**Challenge:** Give the number of lines in the records that contain the string "tall", counting only matches in the same case. Reply with the number alone.

---*---

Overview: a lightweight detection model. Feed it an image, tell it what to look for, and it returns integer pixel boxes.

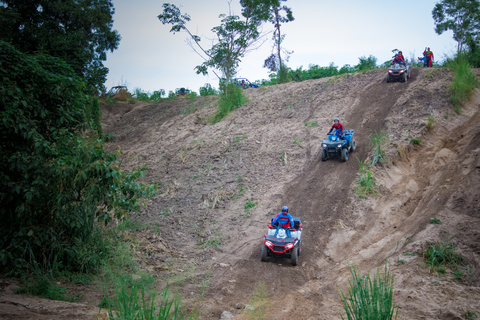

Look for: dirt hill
[0,69,480,320]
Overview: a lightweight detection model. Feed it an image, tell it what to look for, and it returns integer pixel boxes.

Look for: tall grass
[369,130,389,165]
[355,158,377,199]
[447,55,479,114]
[212,83,248,124]
[340,261,398,320]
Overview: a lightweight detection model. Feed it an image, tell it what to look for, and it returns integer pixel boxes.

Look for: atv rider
[392,51,405,65]
[327,118,345,139]
[272,206,294,238]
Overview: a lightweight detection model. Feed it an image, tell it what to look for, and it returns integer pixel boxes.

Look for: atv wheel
[292,247,298,266]
[260,243,268,261]
[322,149,327,161]
[340,148,348,162]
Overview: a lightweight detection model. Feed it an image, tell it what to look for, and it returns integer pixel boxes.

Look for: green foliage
[429,217,442,224]
[355,158,378,199]
[423,239,465,270]
[448,55,479,114]
[340,261,398,320]
[0,0,120,92]
[410,138,422,144]
[432,0,480,52]
[463,307,477,319]
[369,130,389,165]
[158,3,262,89]
[0,42,156,272]
[212,84,248,124]
[198,83,218,97]
[15,275,76,301]
[426,114,435,129]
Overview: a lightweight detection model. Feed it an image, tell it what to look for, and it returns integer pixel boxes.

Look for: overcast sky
[105,0,456,93]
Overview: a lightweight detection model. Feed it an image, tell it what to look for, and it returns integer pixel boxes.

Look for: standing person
[272,206,294,238]
[423,48,433,68]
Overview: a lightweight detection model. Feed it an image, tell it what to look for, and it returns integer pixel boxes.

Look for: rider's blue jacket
[272,212,294,228]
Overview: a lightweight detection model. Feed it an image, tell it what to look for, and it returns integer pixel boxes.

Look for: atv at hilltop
[260,217,303,266]
[321,129,357,162]
[387,63,410,83]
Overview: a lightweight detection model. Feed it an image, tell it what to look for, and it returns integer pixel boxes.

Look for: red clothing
[328,122,345,134]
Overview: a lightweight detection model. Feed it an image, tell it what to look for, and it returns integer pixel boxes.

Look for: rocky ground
[0,69,480,320]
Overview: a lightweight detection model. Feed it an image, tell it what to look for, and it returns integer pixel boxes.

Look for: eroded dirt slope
[1,69,480,319]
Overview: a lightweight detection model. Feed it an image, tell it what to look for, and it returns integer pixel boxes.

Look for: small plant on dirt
[410,138,422,145]
[430,217,442,224]
[426,114,435,129]
[463,307,477,319]
[245,281,268,320]
[423,238,465,272]
[201,237,221,249]
[453,270,463,281]
[369,130,389,166]
[340,261,398,320]
[355,158,377,199]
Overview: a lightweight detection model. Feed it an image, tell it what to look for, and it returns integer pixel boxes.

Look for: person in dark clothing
[423,48,433,68]
[272,206,294,238]
[327,118,345,139]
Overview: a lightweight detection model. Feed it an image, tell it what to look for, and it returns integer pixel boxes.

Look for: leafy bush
[355,158,377,198]
[369,130,389,165]
[198,83,218,97]
[340,261,398,320]
[448,55,479,114]
[0,42,155,272]
[212,83,248,124]
[423,239,465,270]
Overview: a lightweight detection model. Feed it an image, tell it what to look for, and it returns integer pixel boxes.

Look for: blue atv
[322,129,357,162]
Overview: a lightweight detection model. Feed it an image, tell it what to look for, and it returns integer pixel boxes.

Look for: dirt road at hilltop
[0,68,480,320]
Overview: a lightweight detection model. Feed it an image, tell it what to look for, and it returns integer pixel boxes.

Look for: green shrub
[340,261,398,320]
[198,83,218,97]
[212,83,248,124]
[448,55,479,114]
[369,130,389,166]
[423,239,465,270]
[355,158,377,199]
[410,138,422,144]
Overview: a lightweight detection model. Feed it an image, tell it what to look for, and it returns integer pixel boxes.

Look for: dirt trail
[0,69,480,320]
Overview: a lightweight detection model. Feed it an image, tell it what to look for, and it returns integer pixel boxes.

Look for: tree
[240,0,295,83]
[432,0,480,53]
[158,3,261,87]
[0,41,155,271]
[0,0,120,90]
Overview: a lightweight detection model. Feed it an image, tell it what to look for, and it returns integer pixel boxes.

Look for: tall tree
[432,0,480,52]
[158,3,262,87]
[240,0,295,82]
[0,0,120,90]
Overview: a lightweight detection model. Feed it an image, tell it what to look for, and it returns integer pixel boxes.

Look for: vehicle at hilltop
[260,217,303,266]
[231,78,259,89]
[387,63,410,83]
[321,129,357,162]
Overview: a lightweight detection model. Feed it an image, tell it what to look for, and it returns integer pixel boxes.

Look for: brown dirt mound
[0,69,480,319]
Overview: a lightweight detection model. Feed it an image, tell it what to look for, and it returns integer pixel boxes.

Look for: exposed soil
[0,69,480,319]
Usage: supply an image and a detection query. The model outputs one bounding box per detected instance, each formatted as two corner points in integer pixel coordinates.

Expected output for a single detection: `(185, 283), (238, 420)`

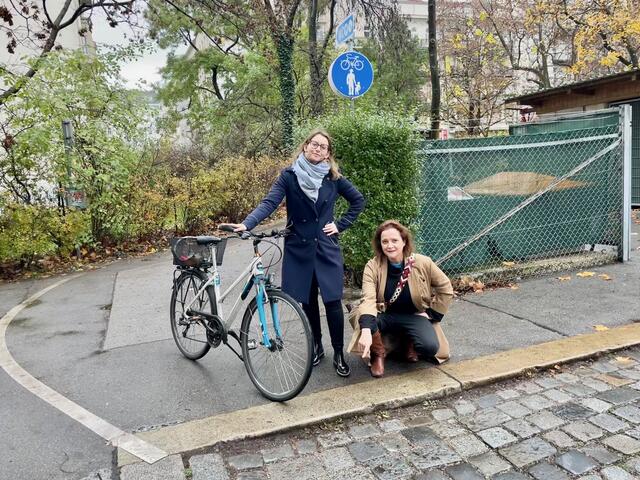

---*---

**Reply to the task:** 2